> **SOURCE**:
* Begin *

# Bug Report New 921:



## anderdea (Jan 13, 2004)

I spent approximately 12 hours on Saturday 1/17/04 installing and trying to get my new DVR 921 to work as advertised. The software download took 50 minutes and was successful. Writing this as objectively as possible a day later, it was and still is a very frustrating and exasperating experience. I am coming from a knowledge level as a long time owner of a bullet proof HD 6000/OTA HD Dish Network unit and the installation of HD 6000 based systems for two friends.

* End *

According to the DVR 921 bug report, how long did the software download take? The records are separate from the DVR 921 bug report.

Coordinate labeling data:
* Begin *

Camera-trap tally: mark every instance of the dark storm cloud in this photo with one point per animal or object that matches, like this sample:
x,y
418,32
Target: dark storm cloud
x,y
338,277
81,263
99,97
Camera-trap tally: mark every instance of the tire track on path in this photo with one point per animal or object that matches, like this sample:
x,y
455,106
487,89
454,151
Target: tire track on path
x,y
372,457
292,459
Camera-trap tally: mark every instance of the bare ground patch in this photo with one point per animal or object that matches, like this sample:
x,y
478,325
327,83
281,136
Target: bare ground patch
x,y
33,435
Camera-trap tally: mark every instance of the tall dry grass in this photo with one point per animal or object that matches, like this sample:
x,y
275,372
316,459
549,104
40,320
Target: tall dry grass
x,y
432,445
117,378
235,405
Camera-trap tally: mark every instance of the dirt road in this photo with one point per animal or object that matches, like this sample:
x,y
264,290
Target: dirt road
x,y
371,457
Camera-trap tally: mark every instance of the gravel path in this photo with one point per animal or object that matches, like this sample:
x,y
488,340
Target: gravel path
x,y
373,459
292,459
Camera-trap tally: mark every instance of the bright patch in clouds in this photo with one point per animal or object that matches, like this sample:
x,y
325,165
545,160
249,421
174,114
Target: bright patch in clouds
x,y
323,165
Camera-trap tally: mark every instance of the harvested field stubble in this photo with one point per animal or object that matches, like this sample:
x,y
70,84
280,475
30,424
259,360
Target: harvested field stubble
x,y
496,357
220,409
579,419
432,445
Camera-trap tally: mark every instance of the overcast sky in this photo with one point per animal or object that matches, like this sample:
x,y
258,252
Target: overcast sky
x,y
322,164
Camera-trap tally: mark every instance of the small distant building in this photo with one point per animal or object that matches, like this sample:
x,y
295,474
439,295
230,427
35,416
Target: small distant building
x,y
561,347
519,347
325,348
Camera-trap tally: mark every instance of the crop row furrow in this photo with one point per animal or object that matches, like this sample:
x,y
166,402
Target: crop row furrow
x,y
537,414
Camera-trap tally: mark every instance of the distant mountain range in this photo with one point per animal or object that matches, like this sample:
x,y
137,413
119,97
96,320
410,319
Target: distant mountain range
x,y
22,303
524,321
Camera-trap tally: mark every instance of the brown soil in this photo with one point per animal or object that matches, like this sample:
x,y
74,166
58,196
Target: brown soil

* End *

> **SOLUTION BELOW**:
50 minutes